**What the task requires:**
Locate each line in the records below that contains the word "door", and copy those lines.

**The records:**
+ + + + +

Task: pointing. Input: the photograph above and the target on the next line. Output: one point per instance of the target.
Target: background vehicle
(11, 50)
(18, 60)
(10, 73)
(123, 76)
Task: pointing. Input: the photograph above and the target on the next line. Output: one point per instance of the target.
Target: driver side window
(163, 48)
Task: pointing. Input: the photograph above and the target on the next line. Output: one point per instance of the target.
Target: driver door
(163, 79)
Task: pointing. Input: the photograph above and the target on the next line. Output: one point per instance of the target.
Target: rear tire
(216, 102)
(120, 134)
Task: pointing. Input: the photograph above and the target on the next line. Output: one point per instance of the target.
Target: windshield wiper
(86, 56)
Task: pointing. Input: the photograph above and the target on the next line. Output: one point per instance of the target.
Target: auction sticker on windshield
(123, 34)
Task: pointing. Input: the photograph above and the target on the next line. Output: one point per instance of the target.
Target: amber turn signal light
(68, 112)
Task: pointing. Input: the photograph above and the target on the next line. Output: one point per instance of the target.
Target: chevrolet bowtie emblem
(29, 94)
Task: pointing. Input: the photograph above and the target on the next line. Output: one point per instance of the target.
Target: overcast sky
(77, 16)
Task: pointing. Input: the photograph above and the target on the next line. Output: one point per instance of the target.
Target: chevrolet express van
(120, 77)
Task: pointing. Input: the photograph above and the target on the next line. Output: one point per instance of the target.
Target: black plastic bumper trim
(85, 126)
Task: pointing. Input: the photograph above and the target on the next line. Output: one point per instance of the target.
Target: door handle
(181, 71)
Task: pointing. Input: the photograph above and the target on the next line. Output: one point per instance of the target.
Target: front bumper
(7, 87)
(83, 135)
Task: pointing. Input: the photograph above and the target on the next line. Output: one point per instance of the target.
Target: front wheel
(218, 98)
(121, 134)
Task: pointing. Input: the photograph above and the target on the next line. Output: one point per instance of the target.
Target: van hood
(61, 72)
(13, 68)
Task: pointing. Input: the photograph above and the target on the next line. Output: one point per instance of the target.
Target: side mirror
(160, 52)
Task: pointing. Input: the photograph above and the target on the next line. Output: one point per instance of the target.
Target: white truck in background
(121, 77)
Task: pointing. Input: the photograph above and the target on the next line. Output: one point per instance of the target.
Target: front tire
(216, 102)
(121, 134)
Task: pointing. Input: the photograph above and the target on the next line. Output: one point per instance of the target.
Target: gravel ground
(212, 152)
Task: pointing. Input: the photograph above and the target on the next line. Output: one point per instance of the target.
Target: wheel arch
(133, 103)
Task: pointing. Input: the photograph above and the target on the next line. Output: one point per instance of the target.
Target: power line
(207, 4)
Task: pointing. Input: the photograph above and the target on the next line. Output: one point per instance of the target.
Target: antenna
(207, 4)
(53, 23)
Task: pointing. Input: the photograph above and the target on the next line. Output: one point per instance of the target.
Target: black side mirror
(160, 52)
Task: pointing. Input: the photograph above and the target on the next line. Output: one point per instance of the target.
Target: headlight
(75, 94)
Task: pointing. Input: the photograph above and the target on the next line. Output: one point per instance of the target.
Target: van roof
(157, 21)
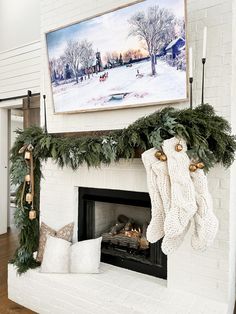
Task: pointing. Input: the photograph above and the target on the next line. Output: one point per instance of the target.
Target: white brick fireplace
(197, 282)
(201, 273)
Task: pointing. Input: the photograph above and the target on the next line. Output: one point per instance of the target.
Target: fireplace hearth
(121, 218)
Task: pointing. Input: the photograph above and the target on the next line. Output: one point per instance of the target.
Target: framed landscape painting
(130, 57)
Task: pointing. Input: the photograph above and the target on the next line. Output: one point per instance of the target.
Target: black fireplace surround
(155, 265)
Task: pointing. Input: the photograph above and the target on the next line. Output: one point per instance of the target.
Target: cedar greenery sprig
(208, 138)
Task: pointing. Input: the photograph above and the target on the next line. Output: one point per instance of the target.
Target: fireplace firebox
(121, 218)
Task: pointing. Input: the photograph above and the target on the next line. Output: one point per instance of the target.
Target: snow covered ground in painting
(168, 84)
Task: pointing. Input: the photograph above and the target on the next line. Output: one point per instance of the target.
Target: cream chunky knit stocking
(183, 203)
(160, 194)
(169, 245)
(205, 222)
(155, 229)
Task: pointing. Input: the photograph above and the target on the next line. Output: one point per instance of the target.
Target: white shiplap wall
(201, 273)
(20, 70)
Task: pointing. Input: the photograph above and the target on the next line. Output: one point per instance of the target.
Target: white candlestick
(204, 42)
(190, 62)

+ + + + +

**Completed task:**
Target: driver door
Target: door handle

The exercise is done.